- Stated task:
Count the lines in the records below that contain the string "blurred", treating uppercase and lowercase as different. Reply with the number alone.

- Given entries:
-- Begin --

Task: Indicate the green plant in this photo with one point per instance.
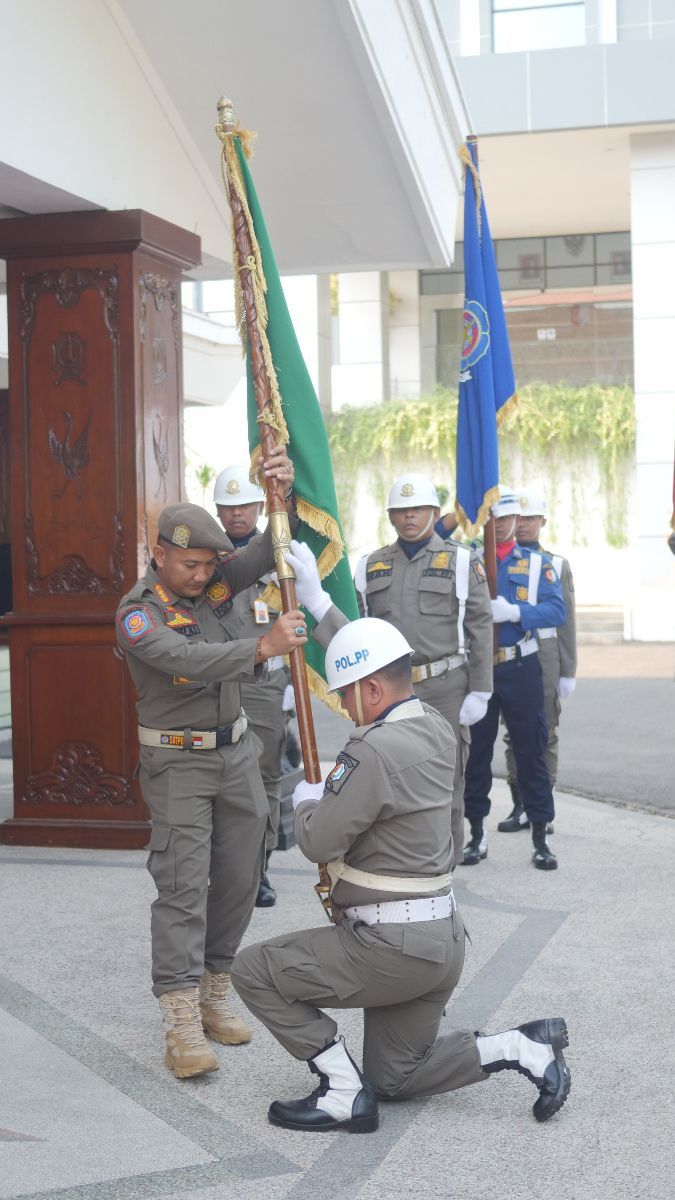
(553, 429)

-- End --
-- Begin --

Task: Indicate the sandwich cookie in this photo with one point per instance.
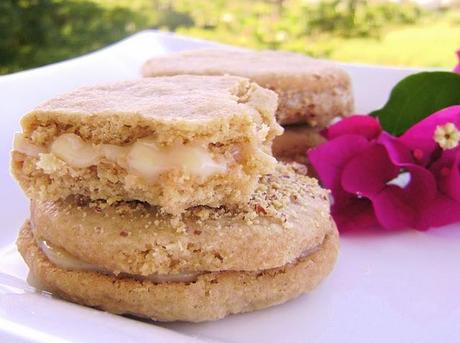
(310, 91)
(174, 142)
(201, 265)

-- End --
-- Begin --

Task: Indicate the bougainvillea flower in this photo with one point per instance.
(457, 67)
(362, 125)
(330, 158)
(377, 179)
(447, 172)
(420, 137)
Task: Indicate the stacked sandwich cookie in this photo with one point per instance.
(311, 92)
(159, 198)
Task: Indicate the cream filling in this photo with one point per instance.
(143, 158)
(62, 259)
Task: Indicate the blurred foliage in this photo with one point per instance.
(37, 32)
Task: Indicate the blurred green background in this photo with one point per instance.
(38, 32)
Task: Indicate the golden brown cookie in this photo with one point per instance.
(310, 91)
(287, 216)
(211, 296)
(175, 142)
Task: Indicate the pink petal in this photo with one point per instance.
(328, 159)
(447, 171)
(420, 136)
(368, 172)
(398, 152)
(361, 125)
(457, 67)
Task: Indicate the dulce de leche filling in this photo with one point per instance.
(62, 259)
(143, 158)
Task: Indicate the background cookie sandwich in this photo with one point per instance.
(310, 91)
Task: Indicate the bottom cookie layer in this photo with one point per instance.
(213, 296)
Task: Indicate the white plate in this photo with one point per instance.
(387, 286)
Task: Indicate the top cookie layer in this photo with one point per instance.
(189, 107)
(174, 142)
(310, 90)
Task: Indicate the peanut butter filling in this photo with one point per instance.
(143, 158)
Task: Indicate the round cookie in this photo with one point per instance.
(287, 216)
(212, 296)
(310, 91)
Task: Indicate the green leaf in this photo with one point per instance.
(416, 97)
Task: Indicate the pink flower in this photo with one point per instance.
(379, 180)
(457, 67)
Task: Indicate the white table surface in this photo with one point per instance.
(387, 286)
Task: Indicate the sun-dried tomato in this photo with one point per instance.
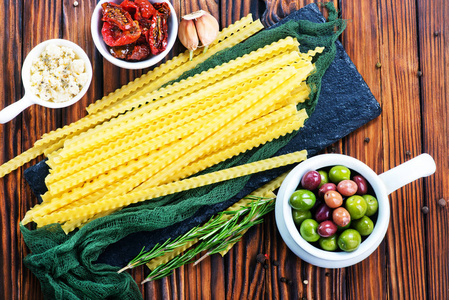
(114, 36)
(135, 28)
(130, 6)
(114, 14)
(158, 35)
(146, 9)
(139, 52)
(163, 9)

-- End --

- Answer to the task:
2